Wineries: don’t waste the wastewater

Hirzel, D. R., Steenwerth, K., Parikh, S. J., and Oberholster, A. (2017). Impact of winery wastewater irrigation on soil, grape and wine composition. Agricultural Water Management: 178-189. DOI:

Wineries and wastewater

Concerns about drought and shortages of clean water are galvanizing wineries to adopt a more sustainable approach to irrigating their vineyards.  One method of current interest is the recovery and reuse of the wastewater that wineries produce.  The production of 1 gallon of wine produces approximately 7 gallons of wastewater, meaning that large-scale wineries would have plenty of wastewater available for their irrigation purposes.  A major obstacle to wastewater reuse that remains, however, is understanding how the waste products in the water could impact the vineyards and ultimately the wine that is produced.  Two main processes contribute to winery wastewater: processing the grapes to be made into wine and cleaning for sanitation purposes.  Wastewater components include grape solids and juices, which serve as the primary sources of potassium cations (K+) in the wastewater, and cleaning chemicals, which deposit sodium cations (Na+) into the wastewater.  Cations are microscopic particles that possess a positive electrical charge.  Winery wastewater is also typically high in organic matter and sugars from the grapes being processed.

Winery drip irrigation
Source: Ben Nelms

Wastewater application implications

Although the materials found in winery wastewater are not necessarily harmful to all aspects of the environment, they can adversely impact the soil.  For example, soil is negatively-charged, meaning that it is capable of holding onto positively charged cations (just like with magnets, opposite charges in soil attract).  The cations in winery wastewater are likely to displace other cations that are already present in and necessary for the soil.  When the soil loses its essential cations, its structure can become disturbed and destabilized.  Disturbed soil structure may inhibit water and oxygen infiltration in the soil, which can impede the growth of grape vine roots.  Cations can also be toxic to vines at high levels and may lead to leaf losses.  Furthermore, studies have shown that the cations in wastewater can negatively impact the quality of the grapes and wines produced.

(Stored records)
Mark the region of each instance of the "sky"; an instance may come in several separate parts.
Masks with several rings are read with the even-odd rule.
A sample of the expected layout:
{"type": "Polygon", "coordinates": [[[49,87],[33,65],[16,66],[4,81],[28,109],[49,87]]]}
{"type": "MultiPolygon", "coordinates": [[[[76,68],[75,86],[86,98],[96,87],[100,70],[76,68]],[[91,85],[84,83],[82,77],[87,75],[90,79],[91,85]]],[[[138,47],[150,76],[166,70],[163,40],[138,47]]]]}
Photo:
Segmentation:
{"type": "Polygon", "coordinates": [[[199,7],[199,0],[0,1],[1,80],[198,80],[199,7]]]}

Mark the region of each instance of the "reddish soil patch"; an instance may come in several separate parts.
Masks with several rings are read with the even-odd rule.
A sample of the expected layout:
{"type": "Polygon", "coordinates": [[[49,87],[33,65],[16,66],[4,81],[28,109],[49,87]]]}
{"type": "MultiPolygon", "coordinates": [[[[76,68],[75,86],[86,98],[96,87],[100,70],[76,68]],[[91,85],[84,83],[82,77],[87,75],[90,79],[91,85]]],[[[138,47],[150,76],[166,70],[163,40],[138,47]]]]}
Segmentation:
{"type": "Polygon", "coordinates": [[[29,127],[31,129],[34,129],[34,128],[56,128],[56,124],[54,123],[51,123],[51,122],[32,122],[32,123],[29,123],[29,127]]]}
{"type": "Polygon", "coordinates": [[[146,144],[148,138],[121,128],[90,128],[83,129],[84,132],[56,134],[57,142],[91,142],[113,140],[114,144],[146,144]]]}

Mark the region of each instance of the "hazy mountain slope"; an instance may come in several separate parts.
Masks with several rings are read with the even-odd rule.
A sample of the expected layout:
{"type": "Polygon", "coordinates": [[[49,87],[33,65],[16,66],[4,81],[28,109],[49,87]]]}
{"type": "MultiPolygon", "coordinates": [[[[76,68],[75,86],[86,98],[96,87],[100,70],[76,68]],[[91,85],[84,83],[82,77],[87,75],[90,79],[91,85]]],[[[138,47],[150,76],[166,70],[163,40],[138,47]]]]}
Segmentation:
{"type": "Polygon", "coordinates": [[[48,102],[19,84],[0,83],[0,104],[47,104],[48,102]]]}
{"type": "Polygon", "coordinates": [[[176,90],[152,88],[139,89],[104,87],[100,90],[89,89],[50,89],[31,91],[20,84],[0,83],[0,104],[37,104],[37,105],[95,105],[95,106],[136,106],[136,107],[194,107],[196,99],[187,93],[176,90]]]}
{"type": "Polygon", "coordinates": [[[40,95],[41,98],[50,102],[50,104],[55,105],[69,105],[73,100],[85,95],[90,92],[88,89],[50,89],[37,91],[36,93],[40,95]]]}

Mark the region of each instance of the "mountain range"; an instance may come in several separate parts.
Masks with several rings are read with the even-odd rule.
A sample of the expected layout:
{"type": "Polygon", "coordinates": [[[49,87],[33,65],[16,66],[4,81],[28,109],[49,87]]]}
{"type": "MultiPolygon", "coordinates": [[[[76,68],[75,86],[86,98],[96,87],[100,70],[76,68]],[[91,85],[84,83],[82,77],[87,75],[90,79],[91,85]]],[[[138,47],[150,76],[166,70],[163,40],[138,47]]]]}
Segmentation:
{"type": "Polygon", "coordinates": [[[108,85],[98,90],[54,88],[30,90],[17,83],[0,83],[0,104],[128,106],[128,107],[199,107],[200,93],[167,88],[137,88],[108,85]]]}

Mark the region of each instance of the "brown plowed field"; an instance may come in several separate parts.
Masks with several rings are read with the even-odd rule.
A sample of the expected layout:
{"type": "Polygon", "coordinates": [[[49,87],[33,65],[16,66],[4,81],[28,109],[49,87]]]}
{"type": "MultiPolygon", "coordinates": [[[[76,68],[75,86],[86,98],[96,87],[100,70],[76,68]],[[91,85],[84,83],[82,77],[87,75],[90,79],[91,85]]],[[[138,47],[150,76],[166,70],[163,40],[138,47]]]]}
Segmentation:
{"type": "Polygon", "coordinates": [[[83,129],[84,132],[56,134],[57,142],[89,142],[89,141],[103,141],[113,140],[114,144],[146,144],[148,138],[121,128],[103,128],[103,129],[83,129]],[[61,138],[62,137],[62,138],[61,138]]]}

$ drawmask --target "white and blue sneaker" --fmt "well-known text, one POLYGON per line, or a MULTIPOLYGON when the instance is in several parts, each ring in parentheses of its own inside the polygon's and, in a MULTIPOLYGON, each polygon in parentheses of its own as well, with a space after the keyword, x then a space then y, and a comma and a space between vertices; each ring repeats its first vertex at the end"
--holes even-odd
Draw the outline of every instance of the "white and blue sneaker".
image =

Activities:
1 > Answer these questions about the winery wastewater article:
(a) How many gallons of wastewater does producing 1 gallon of wine generate?
(b) What are the primary sources of potassium cations in winery wastewater?
(c) What property of soil lets it hold onto positively charged cations?
2 > In the winery wastewater article, how can the cations in wastewater end up impeding the growth of grape vine roots? Answer in one to three sentences.
3 > Go on with the winery wastewater article from its final sentence.

Answers for each item:
1 >
(a) Approximately 7 gallons.
(b) Grape solids and juices.
(c) Soil is negatively charged.

2 > The cations in winery wastewater are likely to displace essential cations already in the soil, and losing those cations can disturb and destabilize the soil's structure. Disturbed soil structure may inhibit water and oxygen infiltration, which can impede the growth of grape vine roots.

3 >
Vitis vinifera cv. Cabernet Sauvignon
Source: Cantu Lab at UC Davis

Study design

A recent study investigated the implications of irrigating with recovered wastewater compared to conventional irrigation methods at two large-scale wineries in Northern California.  The two sites had slightly different soil characteristics; Site A was built on fairly slow-draining soils, while Site B was built on better-drained soils.  Site A grows Vitis vinifera cv. Cabernet Sauvignon grapes and had only been treated with wastewater for 3 years, while Site B grows Vitis vinifera cv. Sauvignon blanc grapes and had been treated with wastewater for 21 years.  Both sites also treated a portion of their vines with well water (conventional irrigation methods).  Researchers investigated parameters of the irrigation water, soil, vine leaves, grapes, and wine from the vineyards’ wastewater-treated and well water-treated portions and analyzed the differences between the two treatments.

Wastewater irrigation – a good approach?

Vitis vinifera cv. Sauvignon blanc
Source: Teatro Naturale International

After all their analyses, researchers found that irrigating the vineyards with wastewater had very little impact on the winemaking process.  Soil, vines, and grapes exhibited minor cation accumulation, but the cation levels were far below toxicity thresholds.  Sensory analyses of the wines produced at each site revealed no differences between the wines produced via wastewater irrigation and those produced via conventional well water irrigation.  This study suggests that utilizing wastewater in winery irrigation operations may serve as an excellent and sustainable method to incorporate into production.   As climate change and growing populations cause resources to become limited, finding a purpose for resources that would normally be disposed of sets a positive precedent for society.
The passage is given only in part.